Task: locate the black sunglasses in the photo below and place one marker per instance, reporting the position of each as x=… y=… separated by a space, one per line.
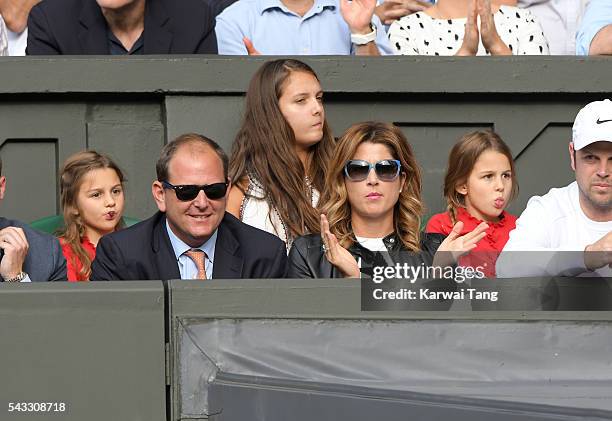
x=386 y=170
x=188 y=192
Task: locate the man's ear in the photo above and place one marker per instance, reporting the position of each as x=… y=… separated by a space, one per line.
x=2 y=186
x=159 y=195
x=572 y=156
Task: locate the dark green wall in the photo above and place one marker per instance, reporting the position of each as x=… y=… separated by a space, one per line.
x=129 y=107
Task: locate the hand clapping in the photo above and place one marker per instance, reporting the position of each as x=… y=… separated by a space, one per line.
x=487 y=33
x=456 y=245
x=358 y=15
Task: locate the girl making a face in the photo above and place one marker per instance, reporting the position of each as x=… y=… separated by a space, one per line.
x=91 y=190
x=480 y=182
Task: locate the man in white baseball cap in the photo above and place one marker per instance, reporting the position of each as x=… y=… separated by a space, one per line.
x=574 y=218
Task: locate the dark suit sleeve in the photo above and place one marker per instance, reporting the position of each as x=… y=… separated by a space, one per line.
x=40 y=38
x=208 y=43
x=298 y=266
x=278 y=268
x=108 y=262
x=59 y=263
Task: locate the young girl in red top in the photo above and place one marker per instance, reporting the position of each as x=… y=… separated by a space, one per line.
x=91 y=189
x=480 y=182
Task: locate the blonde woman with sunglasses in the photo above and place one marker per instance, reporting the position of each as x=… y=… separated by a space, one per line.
x=372 y=204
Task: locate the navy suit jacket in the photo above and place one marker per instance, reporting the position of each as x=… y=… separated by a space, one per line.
x=143 y=251
x=78 y=27
x=44 y=261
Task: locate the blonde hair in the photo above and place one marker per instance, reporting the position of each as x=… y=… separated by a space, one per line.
x=461 y=161
x=72 y=176
x=408 y=210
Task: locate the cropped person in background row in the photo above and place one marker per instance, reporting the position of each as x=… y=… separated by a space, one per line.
x=28 y=255
x=191 y=237
x=15 y=14
x=294 y=27
x=372 y=204
x=119 y=27
x=450 y=27
x=560 y=20
x=480 y=182
x=280 y=155
x=574 y=218
x=595 y=33
x=91 y=191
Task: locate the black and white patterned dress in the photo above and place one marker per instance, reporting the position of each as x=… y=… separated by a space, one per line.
x=420 y=34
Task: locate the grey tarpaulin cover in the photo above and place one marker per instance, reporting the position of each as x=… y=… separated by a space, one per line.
x=555 y=363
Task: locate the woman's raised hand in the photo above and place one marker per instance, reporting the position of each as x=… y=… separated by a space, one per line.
x=358 y=15
x=456 y=245
x=471 y=37
x=336 y=254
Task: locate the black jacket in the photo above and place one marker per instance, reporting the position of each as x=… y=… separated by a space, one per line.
x=78 y=27
x=144 y=251
x=307 y=260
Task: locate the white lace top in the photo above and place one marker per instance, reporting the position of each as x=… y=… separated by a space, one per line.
x=256 y=211
x=420 y=34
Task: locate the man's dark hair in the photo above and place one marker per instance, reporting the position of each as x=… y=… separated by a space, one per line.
x=170 y=149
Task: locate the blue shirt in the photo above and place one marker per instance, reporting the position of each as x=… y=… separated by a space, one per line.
x=187 y=267
x=597 y=15
x=276 y=30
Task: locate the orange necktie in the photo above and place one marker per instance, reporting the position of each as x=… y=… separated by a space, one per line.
x=199 y=258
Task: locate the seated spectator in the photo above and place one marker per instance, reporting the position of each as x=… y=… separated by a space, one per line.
x=191 y=237
x=319 y=27
x=15 y=14
x=279 y=158
x=450 y=27
x=560 y=20
x=389 y=11
x=595 y=34
x=27 y=255
x=575 y=218
x=365 y=212
x=120 y=27
x=91 y=190
x=480 y=181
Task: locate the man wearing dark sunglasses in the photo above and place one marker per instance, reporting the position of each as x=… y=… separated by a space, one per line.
x=191 y=237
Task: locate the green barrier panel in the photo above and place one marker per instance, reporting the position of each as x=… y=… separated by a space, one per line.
x=82 y=352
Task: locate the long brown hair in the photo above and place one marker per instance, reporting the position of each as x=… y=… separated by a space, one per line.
x=461 y=161
x=72 y=176
x=408 y=210
x=265 y=148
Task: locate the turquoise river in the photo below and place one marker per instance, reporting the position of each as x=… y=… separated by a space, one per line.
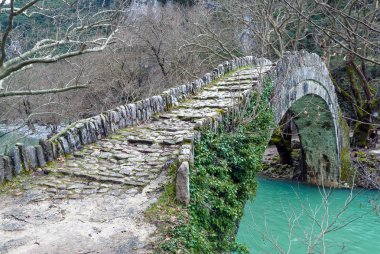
x=288 y=217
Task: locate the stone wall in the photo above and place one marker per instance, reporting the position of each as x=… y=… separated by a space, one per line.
x=22 y=158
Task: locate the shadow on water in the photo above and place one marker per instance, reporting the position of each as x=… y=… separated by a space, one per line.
x=287 y=217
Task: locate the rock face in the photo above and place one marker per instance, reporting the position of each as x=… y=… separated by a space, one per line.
x=95 y=198
x=302 y=85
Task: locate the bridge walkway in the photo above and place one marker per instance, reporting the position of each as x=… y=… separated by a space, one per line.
x=94 y=200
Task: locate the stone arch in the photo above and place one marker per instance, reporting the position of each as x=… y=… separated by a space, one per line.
x=302 y=85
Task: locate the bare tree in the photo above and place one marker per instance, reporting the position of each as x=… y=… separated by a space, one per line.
x=75 y=29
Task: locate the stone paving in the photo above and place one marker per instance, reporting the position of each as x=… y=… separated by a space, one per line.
x=94 y=200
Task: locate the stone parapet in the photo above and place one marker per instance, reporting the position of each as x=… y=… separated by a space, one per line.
x=23 y=158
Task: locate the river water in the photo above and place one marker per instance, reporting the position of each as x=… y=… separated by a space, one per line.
x=285 y=216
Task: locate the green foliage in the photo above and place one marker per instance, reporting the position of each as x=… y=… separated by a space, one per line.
x=221 y=180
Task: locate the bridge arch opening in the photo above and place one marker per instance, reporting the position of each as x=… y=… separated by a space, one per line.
***
* _Task directions_:
Please print the listing above again word for word, without its pictures.

* _Completed exercise_:
Task: locate the black sunglasses in the photo below and place one marker per instance, reporting the position of each as x=… y=… separated by a space, one per line.
x=386 y=170
x=188 y=192
Task: locate the man's ear in the photo above and place one marker per instance, reporting the position of each as x=… y=… separated by a space, one per line.
x=2 y=186
x=159 y=195
x=572 y=156
Task: locate the dark green wall in the photo above and place one marker per instance, reporting the position of each as x=… y=… separated by a space, one per line.
x=129 y=107
Task: locate the hand clapping in the photo above and place one marker per instance, reporting the position of each as x=… y=… separated by a space, one per line.
x=487 y=33
x=456 y=245
x=358 y=15
Task: locate the girl making a face in the photo above and place one marker per instance, reporting the position of each as x=… y=… separated by a space, one per line.
x=91 y=190
x=480 y=182
Task: locate the man in white baseball cap in the photo above and place one marker per instance, reporting the position of each as x=… y=… separated by a space, one per line.
x=574 y=218
Task: locate the dark suit sleeve in the photo above and place one marker per instance, reporting the position of each as x=… y=… separated by a space, one per line.
x=40 y=38
x=208 y=43
x=298 y=266
x=278 y=268
x=108 y=262
x=59 y=263
Task: locate the young girl in red top in the photo above and place one marker per instance, reporting the position of each as x=… y=… separated by a space, one per line.
x=91 y=189
x=480 y=182
Task: locate the blonde woman with sunglasses in the photo above and place one marker per instance, reporting the position of each as x=… y=… separated by a space, one per line.
x=372 y=204
Task: locate the navy suit jacket in the photo above and place one marker per instance, reporting the position of each as x=… y=… separated by a space, one per line.
x=143 y=251
x=78 y=27
x=44 y=261
Task: locate the blonde hair in the photo above and place one marker per instance, reporting the position of each as x=… y=… separated by a space, one per line.
x=461 y=161
x=72 y=176
x=408 y=210
Task: locate the cropped person in background row in the photo above and place one marker per instance, reporting the position of each as x=… y=… separated by a space, one per line.
x=28 y=255
x=191 y=237
x=15 y=14
x=294 y=27
x=372 y=204
x=119 y=27
x=450 y=27
x=560 y=20
x=480 y=182
x=280 y=155
x=574 y=218
x=595 y=33
x=91 y=191
Task: locate the black and white patterned dress in the photo above and place one marker per instance, reporting the position of each as x=… y=… separated by a space, one per line.
x=420 y=34
Task: locate the grey tarpaulin cover in the photo above and place one marker per instance, reporting the position of each as x=… y=… separated by a space, one per line.
x=555 y=363
Task: locate the woman's raised hand in the photo above and place one marker per instance, reporting the position of each as x=… y=… separated by a space, one per line.
x=358 y=15
x=456 y=245
x=471 y=37
x=336 y=254
Task: locate the black jacket in the photo above and place one marker per instance, reporting the position of each as x=… y=… separated by a space, one per line.
x=78 y=27
x=144 y=251
x=307 y=260
Task: locate the white lace top in the photo above and place one marker per instance, reporting the position of each as x=… y=… separated by a space, one per line.
x=256 y=211
x=420 y=34
Task: locate the man's dark hair in the photo above and place one marker per instance, reporting the position of each as x=… y=… separated by a space, one per line.
x=170 y=149
Task: locate the blue shirt in the photo above and place one marker per instance, reporting the position of each as x=… y=… separated by a space, one per line.
x=187 y=267
x=597 y=15
x=276 y=30
Task: locate the orange necktie in the photo above and place one marker per instance, reporting the position of each as x=… y=… separated by a space, one per line.
x=199 y=258
Task: locate the seated spectator in the photo above and place one marker per instance, reporting the position of each as x=… y=… separated by a space, one per line.
x=191 y=237
x=319 y=27
x=15 y=14
x=279 y=158
x=450 y=27
x=560 y=20
x=389 y=11
x=595 y=34
x=27 y=255
x=575 y=218
x=365 y=212
x=120 y=27
x=91 y=190
x=480 y=181
Task: locate the man wearing dark sunglasses in the photo above and place one marker per instance, reporting the position of each as x=… y=… separated by a space, one per line.
x=191 y=237
Task: locate the green barrier panel in the photo above and place one marker per instance, reporting the position of each as x=… y=… separated by a space, one per line.
x=82 y=352
Task: locate the long brown hair in the photo above and place one marker per instance, reporting the position of each as x=… y=… separated by a space, one per line.
x=461 y=161
x=72 y=176
x=408 y=210
x=265 y=148
Task: locate the turquoise river in the photo below and place one marker per instance, reporting the position of each as x=… y=… separated by a space, one per line.
x=288 y=217
Task: locate the stone wall in the photo above and place one marker per instance, reporting the position of each as x=… y=… separated by a space, one per line.
x=22 y=158
Task: locate the shadow on water in the photo above and place one marker per instance, reporting the position of each as x=… y=… separated by a space, one per line.
x=287 y=217
Task: locate the rock face in the photo above and place one marker per instance, reporting the position of each as x=… y=… separated by a space, one per line.
x=95 y=198
x=302 y=85
Task: locate the bridge walkway in the photo above and place one marker per instance, reporting the position of each as x=… y=… separated by a space, one per line.
x=94 y=200
Task: locate the stone arch in the photo above and place one marker per instance, reporting the position of each as x=… y=… separated by a space, one per line.
x=302 y=85
Task: locate the bare tree in the photo above and place one marker per instance, reporting the position of each as x=… y=… separated by a space, one per line.
x=75 y=29
Task: locate the stone paving in the photo above and place one marker per instance, reporting the position of each as x=… y=… separated by a space, one per line.
x=94 y=200
Task: locate the stone parapet in the photo above and place one marker per instance, reporting the position of each as x=… y=… separated by a space, one per line.
x=23 y=158
Task: locate the river water in the photo above and place one marker per instance, reporting the position of each as x=… y=… separated by a space, one per line.
x=285 y=216
Task: locate the green foliage in the photo above and place one marker per instance, reporting the position of each as x=… y=… separated by a space, one per line.
x=221 y=180
Task: locate the bridge arch opening in the photo above and place one marker per instance, reporting the position of each as x=… y=… separated by a space, one per line.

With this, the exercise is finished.